Start of WORKING DATA

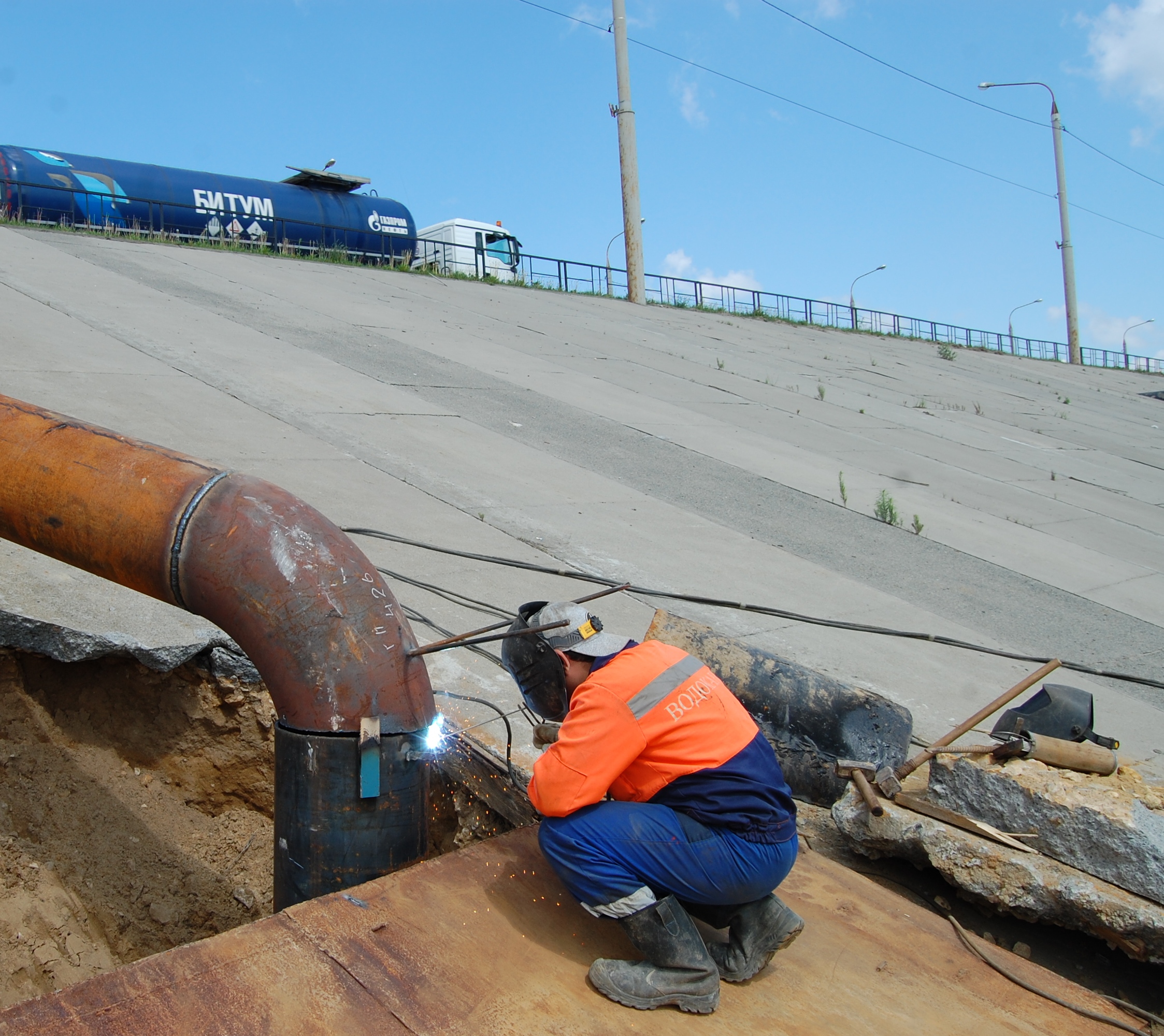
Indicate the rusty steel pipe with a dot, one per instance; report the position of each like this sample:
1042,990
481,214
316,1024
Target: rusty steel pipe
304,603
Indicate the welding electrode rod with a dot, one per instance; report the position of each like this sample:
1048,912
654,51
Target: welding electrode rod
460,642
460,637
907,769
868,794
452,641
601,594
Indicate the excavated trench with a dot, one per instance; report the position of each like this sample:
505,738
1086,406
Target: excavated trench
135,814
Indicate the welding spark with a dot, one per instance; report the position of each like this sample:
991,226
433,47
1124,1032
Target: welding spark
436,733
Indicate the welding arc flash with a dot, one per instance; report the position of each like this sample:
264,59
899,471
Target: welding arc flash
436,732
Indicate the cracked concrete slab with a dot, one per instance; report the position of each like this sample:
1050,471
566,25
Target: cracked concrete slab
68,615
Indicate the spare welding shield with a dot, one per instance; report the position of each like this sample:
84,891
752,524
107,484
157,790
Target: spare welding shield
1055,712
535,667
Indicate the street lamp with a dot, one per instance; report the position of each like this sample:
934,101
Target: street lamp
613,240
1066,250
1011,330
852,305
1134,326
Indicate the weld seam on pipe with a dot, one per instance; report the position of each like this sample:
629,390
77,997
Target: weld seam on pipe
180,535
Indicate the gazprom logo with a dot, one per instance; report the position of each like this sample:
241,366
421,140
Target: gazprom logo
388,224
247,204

End of WORKING DATA

ACTIVITY: Reproduce the material above in full, images excluded.

EXERCISE RESULT:
Indicate the rusty steel pipe with a dot, one per instance; report the position of each like this sample:
1042,990
481,214
316,1024
Target: rusty steel pipe
304,603
Indicate the welding electrode rod with a dot, one per instance; report the position of each like this sample:
1048,912
654,51
Target: welding electrode rod
460,642
460,637
907,769
868,794
452,641
601,594
Indicate the excavated trench with a dot, one per instance; report the position of each like this sample:
505,738
1086,406
Target: excavated trench
135,814
Indicate the welding spark with a dot, one per instance; report the position of each like this sample:
991,226
433,47
1124,1032
Target: welding spark
436,733
Indicate the welding arc flash with a dot, one per instance; report the position of each like this sample:
264,59
899,471
Target: welding arc flash
436,732
Indicate the cracked concrete slab with a dot, one per instance; report the position of each like this sample:
1050,471
566,25
Target: cracked concrete slab
68,615
Indicate the spare welding shield with a dot, one per instance; report the position of each like this sample:
84,891
752,524
107,484
157,790
Target: spare welding shield
1055,712
535,667
Indicate the street lamp with a dot, one per instance; report the position of each like this sample:
934,101
Target: street lamp
613,240
1066,250
1011,330
852,305
1134,326
Indicate the weld seam on pipe with a dot, one per instance; report the position of each like this sample:
629,390
77,997
Target: weld seam on pipe
180,535
Indicate the gazprom logo with a dot, one per instance; report the position of each like this sample:
241,366
421,140
Target: gazprom logo
388,224
247,204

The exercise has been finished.